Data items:
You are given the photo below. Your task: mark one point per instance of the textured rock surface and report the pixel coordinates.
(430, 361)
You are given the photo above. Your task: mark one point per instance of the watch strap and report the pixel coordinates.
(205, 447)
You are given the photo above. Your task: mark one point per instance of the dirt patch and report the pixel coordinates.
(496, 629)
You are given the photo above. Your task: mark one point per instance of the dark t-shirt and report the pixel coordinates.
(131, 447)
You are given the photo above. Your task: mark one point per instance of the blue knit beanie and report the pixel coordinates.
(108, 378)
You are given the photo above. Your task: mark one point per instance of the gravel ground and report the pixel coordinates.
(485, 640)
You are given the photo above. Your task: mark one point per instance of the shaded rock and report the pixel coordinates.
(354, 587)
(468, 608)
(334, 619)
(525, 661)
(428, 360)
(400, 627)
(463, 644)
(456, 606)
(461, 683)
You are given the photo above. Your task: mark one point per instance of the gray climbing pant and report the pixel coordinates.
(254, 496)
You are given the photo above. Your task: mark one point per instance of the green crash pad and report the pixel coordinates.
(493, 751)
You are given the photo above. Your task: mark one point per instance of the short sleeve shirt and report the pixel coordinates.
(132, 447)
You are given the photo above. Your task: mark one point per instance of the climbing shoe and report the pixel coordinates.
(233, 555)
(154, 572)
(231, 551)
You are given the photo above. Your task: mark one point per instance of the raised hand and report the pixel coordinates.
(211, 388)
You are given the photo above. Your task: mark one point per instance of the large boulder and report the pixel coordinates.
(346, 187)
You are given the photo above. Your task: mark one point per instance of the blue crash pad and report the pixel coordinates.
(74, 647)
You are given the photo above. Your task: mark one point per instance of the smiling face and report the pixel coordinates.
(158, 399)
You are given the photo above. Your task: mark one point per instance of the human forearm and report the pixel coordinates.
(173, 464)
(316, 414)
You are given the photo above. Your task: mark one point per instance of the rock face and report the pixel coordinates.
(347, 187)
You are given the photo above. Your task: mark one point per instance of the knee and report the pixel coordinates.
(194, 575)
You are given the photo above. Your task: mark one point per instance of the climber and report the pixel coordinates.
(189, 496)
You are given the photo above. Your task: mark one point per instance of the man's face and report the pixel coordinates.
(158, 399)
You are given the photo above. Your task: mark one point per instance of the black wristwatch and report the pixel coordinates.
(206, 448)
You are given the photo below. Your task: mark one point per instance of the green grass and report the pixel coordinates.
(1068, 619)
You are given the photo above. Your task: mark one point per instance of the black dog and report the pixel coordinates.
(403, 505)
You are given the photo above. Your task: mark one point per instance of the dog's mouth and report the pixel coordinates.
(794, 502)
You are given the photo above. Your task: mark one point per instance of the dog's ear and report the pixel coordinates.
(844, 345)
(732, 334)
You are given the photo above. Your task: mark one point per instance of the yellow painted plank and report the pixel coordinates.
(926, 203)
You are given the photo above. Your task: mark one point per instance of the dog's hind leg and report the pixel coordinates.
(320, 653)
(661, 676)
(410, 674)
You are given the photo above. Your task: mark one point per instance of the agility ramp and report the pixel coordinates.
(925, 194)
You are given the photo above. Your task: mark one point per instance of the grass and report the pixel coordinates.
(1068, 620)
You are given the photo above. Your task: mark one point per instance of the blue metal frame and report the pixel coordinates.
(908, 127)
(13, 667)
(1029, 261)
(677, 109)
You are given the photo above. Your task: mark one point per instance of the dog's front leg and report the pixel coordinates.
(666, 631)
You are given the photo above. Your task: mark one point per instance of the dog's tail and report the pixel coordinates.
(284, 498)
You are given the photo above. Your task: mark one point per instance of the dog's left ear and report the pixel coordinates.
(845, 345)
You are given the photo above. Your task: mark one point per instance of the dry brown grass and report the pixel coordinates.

▶ [Exercise brief]:
A word-for-word transcription of all the data is needed.

▶ [Exercise output]:
You are given the photo below. Your task: mark one point per instance of the textured rock surface and report the pixel coordinates.
(430, 361)
You are given the photo above. Your task: mark one point per instance of the watch strap and report the pixel coordinates.
(205, 447)
You are given the photo above. Your task: mark one point per instance of the dirt patch and report the pixel coordinates.
(496, 629)
You are given the photo above. Your task: mark one point per instance of the dark t-shirt and report the pixel coordinates.
(131, 447)
You are given the photo above. Your task: mark one point per instance of the blue knit beanie and report the pixel coordinates.
(108, 378)
You are given the photo above. Your task: mark one point per instance of the gravel ground and report the pixel coordinates.
(485, 640)
You are given the photo above. Your task: mark one point per instance of the shaded rock and report the pixel coordinates.
(354, 587)
(468, 608)
(334, 619)
(525, 661)
(428, 360)
(400, 627)
(463, 644)
(456, 606)
(461, 683)
You are given the photo above. Your task: mark one point per instance of the gray climbing pant and report the pixel coordinates.
(254, 496)
You are given the photo above. Your task: mark one point per instance of the green crash pad and report the pixel coordinates.
(493, 751)
You are given the photo above. Your task: mark one point per instance of the short sleeve shirt and report the pixel coordinates.
(132, 447)
You are given the photo above. Your task: mark one point per instance of the climbing shoe and report the pixel coordinates.
(233, 555)
(154, 572)
(231, 551)
You are given the photo above. Your task: mark one point per instance of the raised hand and report the pixel coordinates.
(211, 388)
You are given the photo above. Your task: mark one point per instance of the large boulder and report the pixel coordinates.
(346, 187)
You are given the photo above. Your task: mark one point per instance of the blue crash pad and report the pixel coordinates.
(74, 647)
You are given the photo above. Your task: mark one point per instance of the smiling face and report the pixel coordinates.
(158, 399)
You are given the photo above. Your task: mark one point per instance of the human forearm and report the pixel coordinates.
(173, 464)
(316, 414)
You are given the photo above. Your task: mark one point per instance of the rock face and report the pixel coordinates.
(347, 187)
You are given the photo above. Your task: mark one point per instance of the knee and report the pixel coordinates.
(194, 575)
You are given the photo above. Your task: mark one point per instance of the climber and report the pixel coordinates.
(189, 496)
You are given the photo above. Your task: mark one point per instance of the man's face and report the pixel coordinates.
(158, 399)
You are given the photo above. Your task: mark one point per instance of the black wristwatch and report the pixel coordinates.
(206, 448)
You are given the photo below. Your task: mark one point per instance of the green grass and report the pixel coordinates.
(1068, 619)
You are given the photo above. Your task: mark one point per instance of the black dog and report the pixel coordinates.
(403, 505)
You are given the photo above. Your task: mark one point per instance of the dog's mouth and report the pixel coordinates.
(794, 502)
You are given the photo above. Your task: mark one point per instance of the dog's ear and report the pixel coordinates.
(844, 345)
(732, 334)
You are given the photo above. Your task: mark one point per instance of the yellow painted plank and report the pixel coordinates.
(926, 203)
You are given the photo above. Your task: mark one point per instance of the dog's hind leg and report the pixel coordinates.
(320, 653)
(661, 676)
(410, 674)
You are given the photo above. Your task: mark one point per instance of the agility ramp and report the pixel coordinates.
(925, 194)
You are given the photo above. Your task: mark one point per instance of the grass and report the pixel coordinates.
(1068, 620)
You are given the photo above. Your task: mark one point per instance of the blue metal frame and report the pixel coordinates.
(908, 127)
(13, 667)
(1029, 261)
(677, 109)
You are given the photo above. Your task: mark one point per instance of the dog's front leg and report the pixel coordinates.
(666, 631)
You are given the photo above. Your task: mark one point per instance of the dog's tail and report the pixel coordinates.
(284, 498)
You are given the photo above. Your task: mark one point per instance of the dog's left ear and report the pixel coordinates.
(845, 345)
You are given the photo above. Your task: mark one point per instance of the dry brown grass and report the pixel coordinates.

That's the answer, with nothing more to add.